### TASK REQUIREMENTS
Write out the line that has "Annotation task: mark the black face" in it, along with each line that comes after it until the listing ends, and add nothing.

### INFORMATION SHOWN
○ ○ ○ ○
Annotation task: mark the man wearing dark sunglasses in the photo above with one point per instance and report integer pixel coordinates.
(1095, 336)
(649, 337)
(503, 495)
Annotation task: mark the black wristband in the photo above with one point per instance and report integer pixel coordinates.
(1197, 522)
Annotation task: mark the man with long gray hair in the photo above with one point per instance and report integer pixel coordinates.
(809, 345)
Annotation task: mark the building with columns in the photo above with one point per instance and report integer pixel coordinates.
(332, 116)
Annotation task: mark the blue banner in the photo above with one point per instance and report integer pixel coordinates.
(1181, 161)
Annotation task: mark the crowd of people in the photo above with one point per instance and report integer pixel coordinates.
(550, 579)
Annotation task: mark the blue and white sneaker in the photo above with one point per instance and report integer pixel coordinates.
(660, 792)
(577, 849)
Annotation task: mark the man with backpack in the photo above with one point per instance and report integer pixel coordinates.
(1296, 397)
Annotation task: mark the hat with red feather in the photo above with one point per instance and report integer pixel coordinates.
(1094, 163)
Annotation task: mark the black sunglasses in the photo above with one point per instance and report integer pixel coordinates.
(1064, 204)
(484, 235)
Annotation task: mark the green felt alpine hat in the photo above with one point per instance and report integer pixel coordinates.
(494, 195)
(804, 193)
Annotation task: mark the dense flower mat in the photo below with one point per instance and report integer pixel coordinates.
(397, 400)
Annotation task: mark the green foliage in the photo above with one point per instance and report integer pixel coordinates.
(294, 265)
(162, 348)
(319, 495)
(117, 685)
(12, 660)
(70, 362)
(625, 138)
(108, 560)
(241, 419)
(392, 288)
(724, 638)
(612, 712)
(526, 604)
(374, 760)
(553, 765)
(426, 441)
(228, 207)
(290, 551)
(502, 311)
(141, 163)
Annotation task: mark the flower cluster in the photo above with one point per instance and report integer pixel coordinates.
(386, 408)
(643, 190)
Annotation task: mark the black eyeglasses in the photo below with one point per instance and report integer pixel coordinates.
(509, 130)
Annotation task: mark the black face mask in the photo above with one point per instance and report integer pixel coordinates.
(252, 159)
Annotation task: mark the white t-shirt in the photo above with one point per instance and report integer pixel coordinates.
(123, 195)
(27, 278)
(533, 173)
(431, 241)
○ ○ ○ ○
### TASK ANSWER
Annotation task: mark the black face mask in the photo above with one point per instance and report integer pixel coordinates.
(252, 159)
Annotation task: mark the white t-shirt in the photo above with one point per instance and report integer pixel coordinates.
(123, 195)
(27, 278)
(533, 173)
(431, 241)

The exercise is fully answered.